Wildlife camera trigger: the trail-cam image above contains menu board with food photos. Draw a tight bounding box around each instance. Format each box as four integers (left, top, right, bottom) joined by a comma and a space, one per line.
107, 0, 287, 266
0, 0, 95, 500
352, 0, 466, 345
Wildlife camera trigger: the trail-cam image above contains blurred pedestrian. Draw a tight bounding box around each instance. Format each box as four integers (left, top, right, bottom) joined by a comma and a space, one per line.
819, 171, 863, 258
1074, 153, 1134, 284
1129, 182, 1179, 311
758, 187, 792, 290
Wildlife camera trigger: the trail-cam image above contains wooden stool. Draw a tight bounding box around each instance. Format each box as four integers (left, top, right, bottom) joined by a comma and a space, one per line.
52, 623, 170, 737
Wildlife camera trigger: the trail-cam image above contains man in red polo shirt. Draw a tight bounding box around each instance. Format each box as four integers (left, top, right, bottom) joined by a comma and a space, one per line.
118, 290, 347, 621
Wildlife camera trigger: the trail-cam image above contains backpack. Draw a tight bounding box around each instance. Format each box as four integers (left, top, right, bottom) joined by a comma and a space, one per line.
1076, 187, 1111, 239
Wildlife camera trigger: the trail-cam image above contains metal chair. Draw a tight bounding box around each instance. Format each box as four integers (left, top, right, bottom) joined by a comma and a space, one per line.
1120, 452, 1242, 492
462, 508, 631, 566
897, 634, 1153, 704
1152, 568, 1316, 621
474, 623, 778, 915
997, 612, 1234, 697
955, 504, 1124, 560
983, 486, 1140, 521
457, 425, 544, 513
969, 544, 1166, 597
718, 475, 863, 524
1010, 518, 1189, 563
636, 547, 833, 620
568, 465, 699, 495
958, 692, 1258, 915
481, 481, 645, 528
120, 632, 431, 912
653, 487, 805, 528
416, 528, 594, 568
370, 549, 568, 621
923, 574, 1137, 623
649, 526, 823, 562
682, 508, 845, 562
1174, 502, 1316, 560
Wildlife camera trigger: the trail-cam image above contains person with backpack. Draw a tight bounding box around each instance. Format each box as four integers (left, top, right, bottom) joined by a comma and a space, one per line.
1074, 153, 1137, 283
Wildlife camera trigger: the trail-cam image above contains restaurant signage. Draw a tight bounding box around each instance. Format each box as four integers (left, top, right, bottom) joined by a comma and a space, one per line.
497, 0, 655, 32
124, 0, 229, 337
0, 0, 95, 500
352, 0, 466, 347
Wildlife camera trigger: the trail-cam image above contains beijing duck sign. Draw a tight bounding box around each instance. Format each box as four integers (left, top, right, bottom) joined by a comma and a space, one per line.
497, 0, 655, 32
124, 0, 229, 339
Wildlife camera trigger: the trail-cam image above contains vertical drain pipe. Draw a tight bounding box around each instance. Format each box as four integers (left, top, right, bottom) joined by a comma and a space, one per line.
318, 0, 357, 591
+-------+
:: Directive ::
Can you reproduce all of the lines above word for word, with nothing changed?

:: Solution to this problem ::
Wildlife camera trigger: the trail-cam image above contains menu board with food photos. Draw a tight bounding box around each instance. Format each box as four integers (left, top, right, bottom) joined by a comma and a space, one per line.
107, 0, 287, 266
0, 0, 95, 500
352, 0, 466, 345
Wildlife camera trigger: the trail-cam image above contains blurred pedestrian. Draw a tight bounding box around each instance. Format each box as four integers (left, top, right, bottom) joined by a comma and a space, one per line.
819, 171, 863, 258
1074, 153, 1134, 284
1129, 182, 1179, 311
758, 187, 792, 290
Wildlife camera trigger: the trail-cam image above contains wooden stool. Draw a tight bounding box around each instance. Format each box as four integers (left, top, right, bottom) joined by a comma and a space, one per line.
52, 623, 170, 737
Wildlife camera trigger: the trail-cam image above contains man in red polo shirt. Draw a tight bounding box around each instance. Format each box as four integers (left, top, right, bottom) joined by a comma and a space, one per line.
118, 290, 347, 621
Wildlife camera trigger: the trail-cam image above contains backpack. Draw a tight bounding box around each instance. Format each box as four integers (left, top, right, bottom) joined by a comma and a space, one per line.
1076, 187, 1111, 239
Wildlife camera trigger: the trail-cam image above contains metal chair. Draw a tight bounding box around each instance. Format each box as four integers (left, top, right, bottom) joined by a comma and a space, one per line.
1120, 452, 1242, 492
462, 508, 631, 566
897, 634, 1153, 704
1152, 568, 1316, 621
474, 623, 778, 915
997, 612, 1234, 697
955, 504, 1124, 560
983, 486, 1140, 521
457, 425, 544, 513
969, 544, 1166, 597
718, 475, 863, 524
1010, 518, 1189, 563
636, 547, 833, 620
568, 465, 699, 495
958, 692, 1258, 915
481, 481, 645, 528
120, 632, 431, 912
653, 487, 805, 528
416, 528, 594, 568
370, 549, 568, 621
923, 574, 1137, 623
649, 526, 823, 562
682, 508, 845, 562
1174, 502, 1316, 560
Wildlife camera trigger: the trail-cam image above contains person with backpack. Draw a tight bounding box around each instance. Format each box as four integers (left, top, right, bottom) joined by a comma and a space, one per line.
1074, 153, 1137, 283
Wildlife camera trigger: the trail-cam image above contains restaurant signage. Draw a tight bounding box around each instance. Format each box as four integers (left, top, right, bottom) joined by a comma and a space, one per line.
497, 0, 655, 32
124, 0, 229, 337
0, 0, 95, 500
352, 0, 466, 347
Wildlife camera trigger: the trail-cam image above contains beijing duck sign. Draw a tight bounding box around each instance. Format each box as four integers (left, top, right, bottom) joined by a comma and a space, one per line.
497, 0, 655, 32
124, 0, 229, 339
Wildlife camera trigger: the trail-cam image above contains vertical drain pipe. Draw a tight bounding box around each instance. Format each box as four integers (left, top, right, bottom) joined by a comma and a space, one per line.
318, 0, 357, 591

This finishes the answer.